Le commissaire divisionnaire Jean Alex Pierre-Louis a été installé vendredi comme nouveau directeur départemental de la Police nationale d’Haïti (PNH) dans l’Artibonite, l’un des départements les plus instables du pays.
Il succède à Jacques Ader, limogé après sa mise en cause dans la mort controversée de Wilford Ferdinand, alias « Tiwil », abattu par des policiers le 16 septembre dernier à Raboteau, dans la commune des Gonaïves.
Cet incident avait déclenché une vague d’indignation à travers le département. Les anciens compagnons de combat de Tiwil — figure locale du Front de Résistance des Gonaïves — ainsi que de nombreux habitants avaient manifesté leur colère en exigeant la révocation et l’arrestation du directeur départemental sortant. Pendant plusieurs jours, des barricades avaient été érigées sur la route nationale, paralysant la circulation entre les Gonaïves et Saint-Marc.

- LISTE DES TÂCHES
- A) Relevez toutes les personnes désignées par leur nom dans l'article sur la PNH dans l'Artibonite.
- B) Poursuivez l'article sur la PNH dans l'Artibonite après sa dernière phrase.
Les lignes qui suivent ne sont pas nécessaires.

- Enregistrements d'étiquetage de régions
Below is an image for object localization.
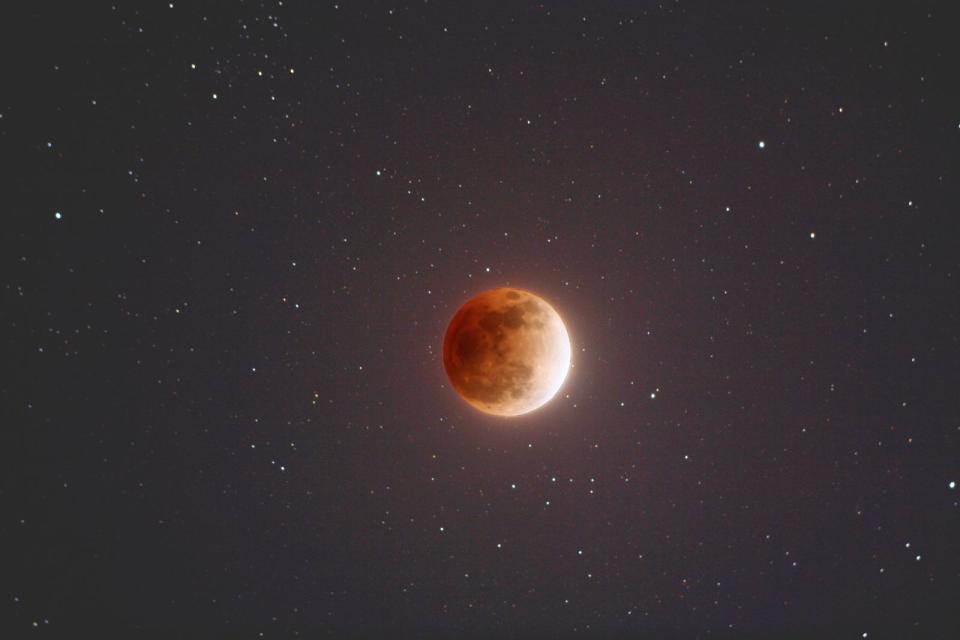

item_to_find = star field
[0,0,960,638]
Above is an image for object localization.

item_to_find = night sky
[0,0,960,638]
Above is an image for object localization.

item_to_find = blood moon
[443,287,570,416]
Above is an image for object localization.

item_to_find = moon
[443,287,570,416]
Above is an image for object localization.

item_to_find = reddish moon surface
[443,287,570,416]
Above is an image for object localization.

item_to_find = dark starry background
[0,0,960,638]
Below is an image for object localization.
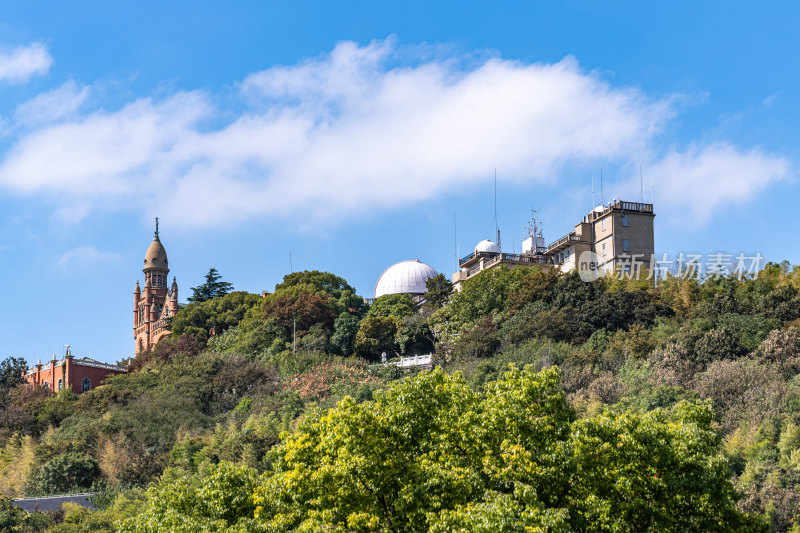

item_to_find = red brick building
[24,348,127,394]
[133,218,178,354]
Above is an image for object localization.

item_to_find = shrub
[33,452,98,494]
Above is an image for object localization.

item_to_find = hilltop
[0,264,800,531]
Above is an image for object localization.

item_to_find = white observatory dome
[375,259,439,298]
[475,239,500,254]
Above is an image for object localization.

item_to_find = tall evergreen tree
[188,268,233,303]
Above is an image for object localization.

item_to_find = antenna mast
[600,168,606,205]
[494,167,500,248]
[453,211,458,270]
[639,165,644,203]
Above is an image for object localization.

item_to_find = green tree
[422,274,453,313]
[275,270,364,316]
[0,356,28,389]
[331,313,361,356]
[33,452,98,494]
[367,294,417,319]
[170,291,261,342]
[355,316,399,361]
[187,268,233,302]
[119,462,258,533]
[244,369,764,532]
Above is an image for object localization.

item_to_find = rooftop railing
[585,200,653,222]
[547,231,581,252]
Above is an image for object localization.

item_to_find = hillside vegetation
[0,264,800,532]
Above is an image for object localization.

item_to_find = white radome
[375,259,439,298]
[475,239,500,254]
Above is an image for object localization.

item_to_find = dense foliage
[0,264,800,532]
[187,268,233,303]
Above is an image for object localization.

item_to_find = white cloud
[0,40,787,227]
[57,245,122,272]
[14,80,89,126]
[648,143,790,226]
[0,43,53,83]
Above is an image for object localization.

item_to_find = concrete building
[453,199,655,290]
[546,199,655,273]
[23,347,127,394]
[133,218,178,354]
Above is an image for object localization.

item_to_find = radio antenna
[453,211,458,270]
[494,167,500,248]
[600,168,606,205]
[639,165,644,203]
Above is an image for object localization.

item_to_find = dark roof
[14,492,97,512]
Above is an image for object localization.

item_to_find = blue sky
[0,0,800,361]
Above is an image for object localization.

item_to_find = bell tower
[133,218,178,354]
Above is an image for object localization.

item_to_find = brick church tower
[133,218,178,354]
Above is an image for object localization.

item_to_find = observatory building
[368,258,440,303]
[453,198,655,290]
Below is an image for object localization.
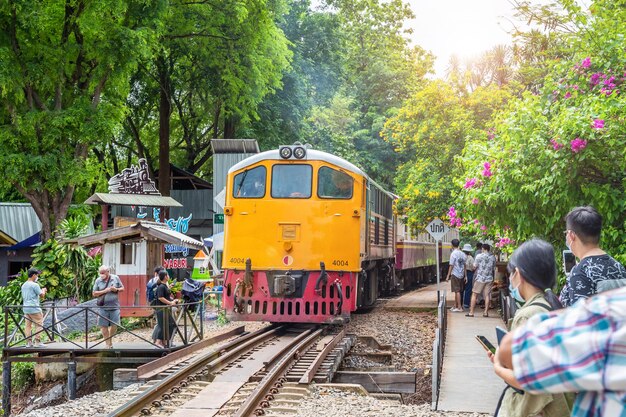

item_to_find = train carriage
[222,145,456,323]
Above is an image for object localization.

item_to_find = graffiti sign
[109,158,161,195]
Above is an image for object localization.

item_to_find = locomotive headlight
[293,146,306,159]
[278,146,292,159]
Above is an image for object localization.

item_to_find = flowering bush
[455,0,626,261]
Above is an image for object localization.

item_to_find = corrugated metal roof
[85,193,183,207]
[0,203,41,242]
[66,221,204,249]
[0,230,17,246]
[211,139,260,154]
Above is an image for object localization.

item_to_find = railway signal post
[426,219,450,301]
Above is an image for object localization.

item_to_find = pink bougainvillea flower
[589,72,604,85]
[570,138,587,153]
[463,178,476,189]
[550,139,563,151]
[592,119,604,129]
[600,87,613,97]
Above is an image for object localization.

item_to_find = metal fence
[431,290,448,410]
[2,301,204,350]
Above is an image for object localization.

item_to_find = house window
[120,243,135,265]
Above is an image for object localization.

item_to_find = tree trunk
[157,57,172,196]
[224,116,235,139]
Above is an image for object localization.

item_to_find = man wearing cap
[22,268,47,348]
[462,243,476,308]
[92,265,124,349]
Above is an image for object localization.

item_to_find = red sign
[163,258,187,269]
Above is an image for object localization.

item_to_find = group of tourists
[466,206,626,417]
[21,265,178,349]
[446,239,496,317]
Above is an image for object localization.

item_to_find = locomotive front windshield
[272,164,313,198]
[317,167,354,200]
[233,166,267,198]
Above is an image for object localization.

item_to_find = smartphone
[476,335,496,353]
[563,250,576,275]
[496,326,507,346]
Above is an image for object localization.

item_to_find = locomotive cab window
[233,166,267,198]
[317,167,354,200]
[272,164,313,198]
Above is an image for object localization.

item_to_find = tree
[457,0,626,261]
[382,80,475,227]
[0,0,165,240]
[106,1,291,189]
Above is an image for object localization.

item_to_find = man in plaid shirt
[494,287,626,417]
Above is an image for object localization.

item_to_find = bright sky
[407,0,518,77]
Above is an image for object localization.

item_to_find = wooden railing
[2,301,204,350]
[431,290,448,410]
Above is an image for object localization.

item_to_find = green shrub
[11,362,35,392]
[216,310,230,326]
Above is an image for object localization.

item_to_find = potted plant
[170,281,183,299]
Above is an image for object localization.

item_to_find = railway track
[109,325,354,417]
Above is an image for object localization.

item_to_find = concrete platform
[437,308,505,414]
[385,281,454,308]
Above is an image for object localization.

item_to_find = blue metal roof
[0,203,41,242]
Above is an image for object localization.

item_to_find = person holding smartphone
[561,206,626,307]
[92,265,124,349]
[155,269,177,348]
[488,239,574,417]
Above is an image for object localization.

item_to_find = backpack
[146,278,158,306]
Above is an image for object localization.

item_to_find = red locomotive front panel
[224,270,357,324]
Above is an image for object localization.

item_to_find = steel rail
[233,329,323,417]
[298,327,346,384]
[108,325,282,417]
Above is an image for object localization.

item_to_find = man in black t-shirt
[561,206,626,307]
[155,269,176,347]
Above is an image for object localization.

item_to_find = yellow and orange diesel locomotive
[222,144,395,323]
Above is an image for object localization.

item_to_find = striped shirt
[512,287,626,417]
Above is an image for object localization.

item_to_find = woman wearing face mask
[489,239,574,417]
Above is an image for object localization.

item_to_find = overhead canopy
[204,232,224,251]
[2,232,41,250]
[66,221,203,249]
[0,230,17,246]
[211,139,259,154]
[85,193,183,207]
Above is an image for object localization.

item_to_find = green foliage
[457,1,626,261]
[11,362,35,392]
[382,81,511,228]
[59,216,102,301]
[216,310,230,326]
[0,0,165,241]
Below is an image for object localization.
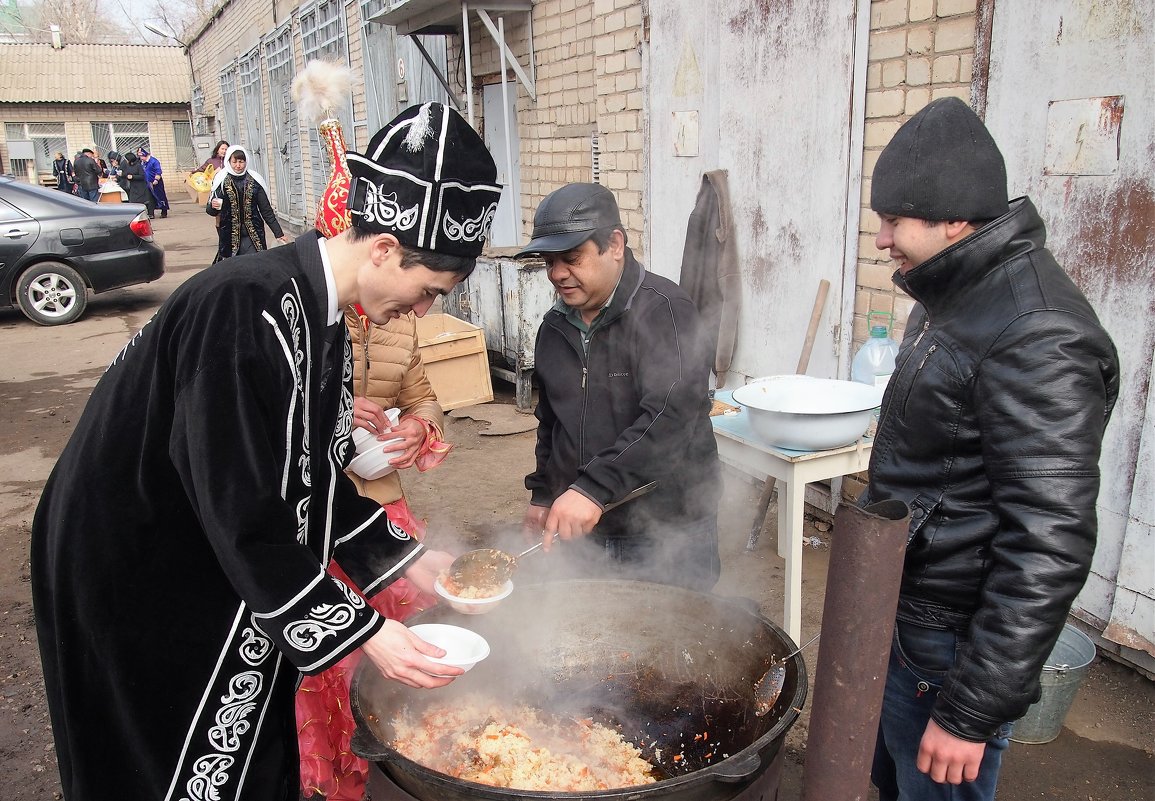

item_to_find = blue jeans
[871,622,1012,801]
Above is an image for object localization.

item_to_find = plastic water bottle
[850,312,899,389]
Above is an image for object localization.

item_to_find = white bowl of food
[733,375,882,450]
[433,576,513,615]
[349,436,404,481]
[409,623,490,671]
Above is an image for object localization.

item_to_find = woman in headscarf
[204,144,289,262]
[117,152,152,206]
[136,148,169,219]
[52,151,76,194]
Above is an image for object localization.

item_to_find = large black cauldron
[351,581,807,801]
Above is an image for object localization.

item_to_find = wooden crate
[417,314,493,411]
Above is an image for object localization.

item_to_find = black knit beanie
[870,97,1009,222]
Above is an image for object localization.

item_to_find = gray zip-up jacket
[526,248,721,537]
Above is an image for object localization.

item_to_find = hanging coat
[31,233,422,801]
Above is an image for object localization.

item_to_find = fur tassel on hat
[401,103,433,154]
[292,60,353,122]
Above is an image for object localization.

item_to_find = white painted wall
[644,0,858,387]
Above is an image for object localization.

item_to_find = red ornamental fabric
[315,119,350,239]
[297,499,437,801]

- RÉSULTATS ATTENDUS
- A) Jean Alex Pierre-Louis, Jacques Ader, Wilford Ferdinand (alias « Tiwil »).

- B)
Comme à Port-au-Prince, les gangs armés contrôlent désormais de vastes zones de l’Artibonite, notamment dans le Bas-Artibonite, à Liancourt, Petite-Rivière, Verrettes et Gros-Morne, où les affrontements sont fréquents. Ces groupes, souvent liés à des réseaux opérant dans la capitale, imposent leur loi, pratiquent des enlèvements, pillent les convois et rançonnent les agriculteurs.
En cinq ans, cinq directeurs départementaux se sont succédé à la tête de la police dans la région, sans parvenir à endiguer la spirale de la violence. Ce roulement constant a contribué à affaiblir l’autorité de la PNH, déjà minée par le manque de ressources, d’équipements et de soutien logistique. Plusieurs commissariats ont été incendiés ou abandonnés sous la pression des groupes armés, notamment à Liancourt et à Savien.
« Nous manquons cruellement de moyens pour faire face à des gangs mieux armés et mieux organisés », confiait récemment un policier sous couvert d’anonymat.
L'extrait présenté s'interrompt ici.